- **To be done**
Copy every one of the records below line for line, without changing anything.

- **Material for this exercise**
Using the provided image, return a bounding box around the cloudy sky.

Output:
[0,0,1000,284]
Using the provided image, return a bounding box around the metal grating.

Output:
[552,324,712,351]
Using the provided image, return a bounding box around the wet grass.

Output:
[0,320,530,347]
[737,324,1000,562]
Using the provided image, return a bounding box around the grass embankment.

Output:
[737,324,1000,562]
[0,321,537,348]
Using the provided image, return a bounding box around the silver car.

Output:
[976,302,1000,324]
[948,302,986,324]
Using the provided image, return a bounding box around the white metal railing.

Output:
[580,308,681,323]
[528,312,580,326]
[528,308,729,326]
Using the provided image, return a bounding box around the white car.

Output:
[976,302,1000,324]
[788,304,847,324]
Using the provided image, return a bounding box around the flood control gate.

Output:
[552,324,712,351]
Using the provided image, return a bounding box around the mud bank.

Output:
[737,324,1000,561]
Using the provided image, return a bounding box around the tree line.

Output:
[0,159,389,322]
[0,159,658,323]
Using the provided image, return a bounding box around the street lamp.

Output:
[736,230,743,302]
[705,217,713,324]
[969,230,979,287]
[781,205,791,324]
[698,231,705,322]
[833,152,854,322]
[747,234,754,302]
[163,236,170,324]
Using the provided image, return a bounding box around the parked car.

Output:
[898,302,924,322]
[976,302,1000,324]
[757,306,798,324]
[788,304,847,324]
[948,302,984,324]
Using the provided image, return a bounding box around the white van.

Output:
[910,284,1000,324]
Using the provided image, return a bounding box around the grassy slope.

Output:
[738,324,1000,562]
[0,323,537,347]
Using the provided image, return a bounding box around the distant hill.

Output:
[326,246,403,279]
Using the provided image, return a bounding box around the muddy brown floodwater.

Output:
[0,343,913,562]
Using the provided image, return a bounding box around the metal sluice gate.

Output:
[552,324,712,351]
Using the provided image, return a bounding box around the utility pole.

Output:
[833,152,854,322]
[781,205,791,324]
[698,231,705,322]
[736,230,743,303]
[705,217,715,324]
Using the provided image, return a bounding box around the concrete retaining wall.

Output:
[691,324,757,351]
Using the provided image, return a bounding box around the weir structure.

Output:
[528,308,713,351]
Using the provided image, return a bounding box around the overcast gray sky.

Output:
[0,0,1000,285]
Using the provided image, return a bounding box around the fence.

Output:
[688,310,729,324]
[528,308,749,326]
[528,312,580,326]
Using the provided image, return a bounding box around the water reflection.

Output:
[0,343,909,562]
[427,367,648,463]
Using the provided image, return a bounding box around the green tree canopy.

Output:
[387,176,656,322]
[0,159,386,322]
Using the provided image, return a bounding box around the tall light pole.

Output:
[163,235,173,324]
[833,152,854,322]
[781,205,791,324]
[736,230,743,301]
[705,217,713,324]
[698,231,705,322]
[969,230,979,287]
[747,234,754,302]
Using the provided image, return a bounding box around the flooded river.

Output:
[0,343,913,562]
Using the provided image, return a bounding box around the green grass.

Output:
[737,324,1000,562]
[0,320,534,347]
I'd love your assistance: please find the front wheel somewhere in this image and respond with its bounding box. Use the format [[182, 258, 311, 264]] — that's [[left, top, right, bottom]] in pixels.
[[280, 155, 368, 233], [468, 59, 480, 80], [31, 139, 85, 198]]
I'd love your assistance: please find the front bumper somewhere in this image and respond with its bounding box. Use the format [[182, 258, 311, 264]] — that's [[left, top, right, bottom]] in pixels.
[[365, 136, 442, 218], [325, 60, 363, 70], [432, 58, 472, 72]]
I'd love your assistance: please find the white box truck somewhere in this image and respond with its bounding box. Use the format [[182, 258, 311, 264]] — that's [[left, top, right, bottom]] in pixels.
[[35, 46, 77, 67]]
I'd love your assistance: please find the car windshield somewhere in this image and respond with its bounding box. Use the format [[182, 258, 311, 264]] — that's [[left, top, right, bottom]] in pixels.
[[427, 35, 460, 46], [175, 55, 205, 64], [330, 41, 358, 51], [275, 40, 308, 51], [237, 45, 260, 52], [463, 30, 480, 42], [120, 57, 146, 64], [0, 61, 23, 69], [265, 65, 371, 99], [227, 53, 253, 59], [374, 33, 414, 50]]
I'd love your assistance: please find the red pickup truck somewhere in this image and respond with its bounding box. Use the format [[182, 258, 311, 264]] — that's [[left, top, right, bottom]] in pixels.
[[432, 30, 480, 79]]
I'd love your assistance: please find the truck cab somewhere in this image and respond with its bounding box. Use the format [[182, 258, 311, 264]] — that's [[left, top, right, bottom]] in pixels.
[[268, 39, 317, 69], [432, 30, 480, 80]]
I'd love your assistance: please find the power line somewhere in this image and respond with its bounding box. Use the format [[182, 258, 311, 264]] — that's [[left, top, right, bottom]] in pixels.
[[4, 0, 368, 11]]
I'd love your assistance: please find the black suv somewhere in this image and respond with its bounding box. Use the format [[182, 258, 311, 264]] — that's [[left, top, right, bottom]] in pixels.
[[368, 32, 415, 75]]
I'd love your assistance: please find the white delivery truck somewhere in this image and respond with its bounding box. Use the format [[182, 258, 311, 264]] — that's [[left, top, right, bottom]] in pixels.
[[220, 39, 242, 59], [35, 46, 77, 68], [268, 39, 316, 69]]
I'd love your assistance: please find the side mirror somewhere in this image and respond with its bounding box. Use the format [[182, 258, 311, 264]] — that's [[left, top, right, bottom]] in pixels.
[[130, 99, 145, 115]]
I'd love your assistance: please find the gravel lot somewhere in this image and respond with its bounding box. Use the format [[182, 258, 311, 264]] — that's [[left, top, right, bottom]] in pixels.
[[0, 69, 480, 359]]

- **Solution to the exercise**
Using the provided image, return a bounding box around the cloudy sky.

Output:
[0,0,1000,284]
Using the provided image, return a bounding box around the metal grating.

Output:
[552,324,712,351]
Using the provided image, return a bounding box around the wet grass.

Output:
[0,320,530,347]
[737,324,1000,562]
Using the provided image, return a bounding box around the grass embankment.

Output:
[737,324,1000,562]
[0,321,537,348]
Using the provided image, return a bounding box around the silver car.

Output:
[976,302,1000,324]
[948,302,986,324]
Using the provided image, return a bounding box around the white metal railing.

Output:
[580,308,681,323]
[528,312,580,326]
[528,308,729,326]
Using the provided image, return a bounding box around the white car.

Output:
[976,302,1000,324]
[788,304,847,324]
Using the provided image, return a bounding box around the flood control gate.

Output:
[552,324,712,351]
Using the provided image, return a bounding box around the mud bank.

Output:
[737,324,1000,561]
Using the provided image, return a bounding box around the tree line.

Output:
[0,159,389,322]
[0,159,658,323]
Using the provided image, return a bounding box around the street lamp.

Output:
[736,230,743,302]
[705,217,713,324]
[969,230,979,287]
[781,205,791,324]
[698,231,705,322]
[833,152,854,322]
[747,234,754,302]
[163,236,170,324]
Using the provided image, return a bounding box around the parked car.

Output:
[898,302,924,322]
[976,302,1000,324]
[757,306,798,324]
[788,304,847,324]
[948,302,984,324]
Using the provided image, return a bounding box around the white van.

Output:
[910,284,1000,324]
Using the provided image, return a bounding box around the grassy slope.

Output:
[738,324,1000,562]
[0,323,537,347]
Using the provided image, return a bounding box around the distant hill.

Output:
[326,246,403,279]
Using the provided image, return a bounding box around the muddy brown floodwater.

Output:
[0,343,913,562]
Using the provided image, return a bounding box around the metal sluice gate.

Output:
[552,324,712,351]
Using the provided image, return a bounding box around the utility pole.

Output:
[833,152,854,322]
[781,205,791,324]
[698,231,705,322]
[736,230,743,303]
[705,217,715,324]
Using the provided image, return a bounding box around the concrete retaining wall.

Output:
[691,324,757,351]
Using the provided image, return a bounding box around the weir structure.

Output:
[528,308,713,351]
Using the provided image, return a bounding box around the overcast gray sky.

Output:
[0,0,1000,285]
Using the provided image, return a bounding box around the fence.

Output:
[688,310,729,324]
[528,308,749,326]
[528,312,580,326]
Using the provided image, return a bounding box around the water reflection.

Output:
[0,343,909,562]
[427,367,648,463]
Using the provided image, return a bounding box around the green tree canopy.

Output:
[387,176,656,322]
[0,159,386,322]
Using the provided image, return a bounding box around the tall light pole.

Output:
[163,235,173,324]
[833,152,854,322]
[781,205,791,324]
[736,230,743,301]
[705,217,713,324]
[698,231,705,322]
[969,230,979,287]
[747,234,754,302]
Using the provided image, return a bounding box around the flooded river.

Output:
[0,343,913,562]
Using the provided image, return a bounding box around the green grass.

Output:
[737,324,1000,562]
[0,320,534,347]
I'd love your assistance: please find the front wheel somewhere in this image and respond with its bounding box. Use the format [[182, 258, 311, 264]] — that's [[left, top, right, bottom]] in pixels.
[[280, 155, 368, 233], [468, 59, 480, 80], [31, 139, 85, 198]]
I'd love your assistance: please find the front bumper somewhere in this image and respond with its bounding box. Use the format [[182, 258, 311, 264]] — that's [[left, top, right, bottom]] in pixels.
[[365, 136, 442, 218], [325, 60, 363, 70], [432, 58, 472, 72]]
I'd love your assistance: please find the white box truck somewhere in this image and respond with its bounding box. Use the format [[182, 258, 311, 264]] — that's [[left, top, right, bottom]] in pixels.
[[35, 46, 77, 67]]
I'd love your assistance: please find the car windshield somewhere in this image and respond with its bounding box. Use the format [[182, 258, 311, 264]] — that's [[left, top, right, bottom]] in pixels.
[[427, 35, 460, 46], [175, 55, 205, 64], [330, 41, 358, 51], [275, 40, 308, 51], [237, 45, 260, 52], [463, 30, 480, 42], [120, 57, 146, 64], [0, 61, 23, 69], [265, 65, 371, 99], [227, 53, 253, 59], [374, 33, 414, 50]]
I'd love your assistance: please find the red pickup truck somewhere in this image and respond with its bounding box. Use the format [[182, 258, 311, 264]] — that's [[left, top, right, bottom]] in pixels.
[[432, 30, 480, 79]]
I'd love your assistance: please find the truck cab somewhere in this image and respond with its bounding box. Use the format [[182, 258, 311, 264]] — that's [[left, top, right, bottom]] in pixels.
[[268, 39, 317, 69], [432, 30, 480, 80]]
I'd love your assistance: please find the power line somewhere in this image and respond with its bounding box. Use the format [[182, 258, 311, 264]] — that's [[left, top, right, bottom]] in pixels.
[[4, 0, 368, 11]]
I'd love your assistance: please find the black suv somewhere in this image and respond with its bounding box. Use the format [[182, 258, 311, 264]] — that's [[left, top, right, bottom]] in pixels.
[[368, 32, 415, 75]]
I'd love your assistance: please find the white delivery truck somewhere in this image and respond with its bounding box. Use the format [[182, 258, 311, 264]] — that's [[left, top, right, bottom]] in pixels.
[[220, 39, 242, 59], [35, 46, 77, 68], [268, 39, 316, 69]]
I'd love your assistance: please find the side mirror somewhere in this image and respond with its bounding box. Use the format [[182, 258, 311, 264]] — that's [[left, top, right, bottom]] in pixels.
[[130, 99, 145, 115]]
I'd love your assistance: please find the gravel lot somewhere in this image and respond with its bounding box. Use the format [[182, 258, 311, 264]] — that's [[left, top, right, bottom]] in pixels.
[[0, 69, 480, 359]]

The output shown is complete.